- Jeremy Freed
OTG's All-Decade Team: Denver Nuggets Edition
With the past decade coming to a close, what better way to ring in the new decade by reflecting on the past. Off The Glass is taking a look at each NBA team and selecting their All-Decade squad, which is defined by one guard, one forward, one center, a role player (someone not selected as an All-Star, or to an All-NBA team), and one wildcard.
Today we are highlighting the Denver Nuggets.
Forward of the Decade: Danilo Gallinari
Gallo in many ways was a microcosm of the Denver Nuggets in the 2010s. Traded to Denver as part of the Carmelo Anthony deal, he ended up a Mile High because someone else notable didn’t want to be there. His highs, like the early George Karl teams of the decade, were good, but not best-in-the-league good, and then his injuries led to shortened or lost seasons, like the Brian Shaw years in the middle. At his best, a borderline 20-5-2 player who can hit close to 40% from three -- if he came into the league now, he’d be a prototype forward; instead, he’s hoping to be liberated from Oklahoma City after the Paul George deal. One can’t feel too bad for a player who’s made over $100 million playing basketball, but it’d be nice if he played relevant basketball while he’s still able.
Guard of the Decade: Ty Lawson
The speedy engine of those entertaining, if ill-fated, George Karl Nuggets teams, Lawson was a very good NBA player until his career was derailed by substance abuse. Snagged with the 18th pick of 2009 draft, Lawson quickly made himself into a contributor off the bench, transitioned into the starting line-up in year two, and then held the reins for four years, averaging 16 points, 8 assists, and 3 rebounds per game -- as I said, a very good NBA player. But after a DUI following the 2014-15 season, he was unceremoniously shipped to Houston, and he was never the same again. He never averaged so much as ten points or five assists in a season, and was out of the league by 30; fans in the Rockies still can fondly recall him racing down the court in those baby blues.

Records from a data source:
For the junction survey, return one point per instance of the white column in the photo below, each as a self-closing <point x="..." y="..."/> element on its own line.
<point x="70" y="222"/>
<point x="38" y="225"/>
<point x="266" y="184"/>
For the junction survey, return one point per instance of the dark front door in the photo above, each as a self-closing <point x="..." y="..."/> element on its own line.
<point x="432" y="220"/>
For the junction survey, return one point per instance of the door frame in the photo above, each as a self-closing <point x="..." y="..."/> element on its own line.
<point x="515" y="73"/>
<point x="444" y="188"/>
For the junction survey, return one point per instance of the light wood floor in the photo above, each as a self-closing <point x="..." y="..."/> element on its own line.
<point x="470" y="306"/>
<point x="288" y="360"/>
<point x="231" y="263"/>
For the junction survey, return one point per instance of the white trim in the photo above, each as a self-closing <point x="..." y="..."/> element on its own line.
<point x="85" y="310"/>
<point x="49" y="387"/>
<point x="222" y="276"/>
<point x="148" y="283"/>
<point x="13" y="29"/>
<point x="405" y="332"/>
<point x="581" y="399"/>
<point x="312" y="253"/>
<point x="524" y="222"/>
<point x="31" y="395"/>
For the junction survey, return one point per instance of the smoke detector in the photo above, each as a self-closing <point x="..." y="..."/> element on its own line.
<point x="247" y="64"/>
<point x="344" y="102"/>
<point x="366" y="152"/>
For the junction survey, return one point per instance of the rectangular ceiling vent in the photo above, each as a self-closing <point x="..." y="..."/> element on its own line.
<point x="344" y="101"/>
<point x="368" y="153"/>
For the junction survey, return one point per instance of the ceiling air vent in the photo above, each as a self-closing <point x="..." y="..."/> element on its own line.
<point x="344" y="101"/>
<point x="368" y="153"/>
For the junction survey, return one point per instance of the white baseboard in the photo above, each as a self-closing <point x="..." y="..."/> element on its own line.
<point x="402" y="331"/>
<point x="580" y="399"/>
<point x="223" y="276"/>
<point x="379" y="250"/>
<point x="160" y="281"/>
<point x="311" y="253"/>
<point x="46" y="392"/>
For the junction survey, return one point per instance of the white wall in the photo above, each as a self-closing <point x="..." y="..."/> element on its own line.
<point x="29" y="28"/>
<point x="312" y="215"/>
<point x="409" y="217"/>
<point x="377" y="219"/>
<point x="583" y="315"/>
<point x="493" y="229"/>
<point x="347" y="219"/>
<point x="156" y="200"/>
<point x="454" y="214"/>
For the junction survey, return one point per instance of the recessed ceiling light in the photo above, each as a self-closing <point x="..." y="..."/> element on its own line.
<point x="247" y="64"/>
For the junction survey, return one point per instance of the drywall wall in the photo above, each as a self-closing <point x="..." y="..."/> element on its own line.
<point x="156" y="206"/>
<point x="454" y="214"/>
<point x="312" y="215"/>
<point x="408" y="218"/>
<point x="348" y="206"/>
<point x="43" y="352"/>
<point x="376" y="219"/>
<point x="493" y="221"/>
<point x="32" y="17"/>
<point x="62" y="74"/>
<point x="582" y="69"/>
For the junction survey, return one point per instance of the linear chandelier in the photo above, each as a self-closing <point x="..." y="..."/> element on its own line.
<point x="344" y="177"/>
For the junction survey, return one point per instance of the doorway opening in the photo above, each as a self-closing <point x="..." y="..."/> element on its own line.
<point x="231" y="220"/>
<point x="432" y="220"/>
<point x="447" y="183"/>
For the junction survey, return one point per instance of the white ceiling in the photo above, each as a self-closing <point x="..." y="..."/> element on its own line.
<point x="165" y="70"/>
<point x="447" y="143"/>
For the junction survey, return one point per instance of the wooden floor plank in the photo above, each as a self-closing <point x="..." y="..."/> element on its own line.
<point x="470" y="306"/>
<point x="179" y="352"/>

* * *

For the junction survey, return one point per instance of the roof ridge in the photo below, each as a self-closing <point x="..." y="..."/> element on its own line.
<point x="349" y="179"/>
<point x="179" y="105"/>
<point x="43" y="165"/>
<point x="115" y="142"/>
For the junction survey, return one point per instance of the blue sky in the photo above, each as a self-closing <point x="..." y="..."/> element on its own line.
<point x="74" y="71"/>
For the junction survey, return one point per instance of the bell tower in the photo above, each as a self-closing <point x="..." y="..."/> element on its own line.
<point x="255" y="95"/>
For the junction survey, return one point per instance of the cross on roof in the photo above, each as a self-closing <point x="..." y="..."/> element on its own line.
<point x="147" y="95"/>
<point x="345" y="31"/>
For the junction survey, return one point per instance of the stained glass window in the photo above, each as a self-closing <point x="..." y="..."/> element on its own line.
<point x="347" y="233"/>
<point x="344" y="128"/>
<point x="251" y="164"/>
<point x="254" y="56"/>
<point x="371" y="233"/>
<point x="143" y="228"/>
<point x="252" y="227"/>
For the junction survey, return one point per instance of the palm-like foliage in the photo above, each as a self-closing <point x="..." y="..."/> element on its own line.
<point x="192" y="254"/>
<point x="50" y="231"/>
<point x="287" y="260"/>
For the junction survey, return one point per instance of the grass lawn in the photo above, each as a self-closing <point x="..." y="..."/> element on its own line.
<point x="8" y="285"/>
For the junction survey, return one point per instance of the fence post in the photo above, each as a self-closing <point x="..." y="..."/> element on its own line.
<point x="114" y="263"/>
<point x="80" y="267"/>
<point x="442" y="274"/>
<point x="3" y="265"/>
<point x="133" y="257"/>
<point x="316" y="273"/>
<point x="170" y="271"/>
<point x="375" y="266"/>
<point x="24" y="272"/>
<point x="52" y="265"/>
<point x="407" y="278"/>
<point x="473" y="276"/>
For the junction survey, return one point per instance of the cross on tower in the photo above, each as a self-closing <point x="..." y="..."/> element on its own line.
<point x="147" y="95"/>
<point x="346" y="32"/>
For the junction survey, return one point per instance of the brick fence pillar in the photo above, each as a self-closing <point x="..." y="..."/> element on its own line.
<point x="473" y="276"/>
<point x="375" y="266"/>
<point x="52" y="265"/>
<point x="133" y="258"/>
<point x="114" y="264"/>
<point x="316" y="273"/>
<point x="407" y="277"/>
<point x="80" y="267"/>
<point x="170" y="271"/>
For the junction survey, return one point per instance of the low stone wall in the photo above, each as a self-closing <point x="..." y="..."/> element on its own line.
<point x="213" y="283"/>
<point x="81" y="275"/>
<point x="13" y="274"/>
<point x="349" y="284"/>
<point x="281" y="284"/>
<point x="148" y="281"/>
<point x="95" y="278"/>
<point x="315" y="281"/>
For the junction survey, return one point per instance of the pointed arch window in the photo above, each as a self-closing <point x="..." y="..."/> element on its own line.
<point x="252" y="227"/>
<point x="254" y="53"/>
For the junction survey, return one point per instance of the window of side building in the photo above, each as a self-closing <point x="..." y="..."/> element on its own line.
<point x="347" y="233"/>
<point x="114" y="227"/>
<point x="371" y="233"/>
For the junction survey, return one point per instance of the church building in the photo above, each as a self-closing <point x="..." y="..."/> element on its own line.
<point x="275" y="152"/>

_Given exercise:_ Decide whether each statement below agrees with the Denver Nuggets all-decade article above. Answer yes or no for each, and quote the words from the article that settle it. (a) Danilo Gallinari came to Denver as part of the Carmelo Anthony trade. (b) Ty Lawson was chosen with the 18th pick of the 2010 draft. (c) Ty Lawson was sent to Houston after a DUI.

_Result for this task:_
(a) Yes: "Traded to Denver as part of the Carmelo Anthony deal"
(b) No: "Snagged with the 18th pick of 2009 draft"
(c) Yes: "But after a DUI following the 2014-15 season, he was unceremoniously shipped to Houston"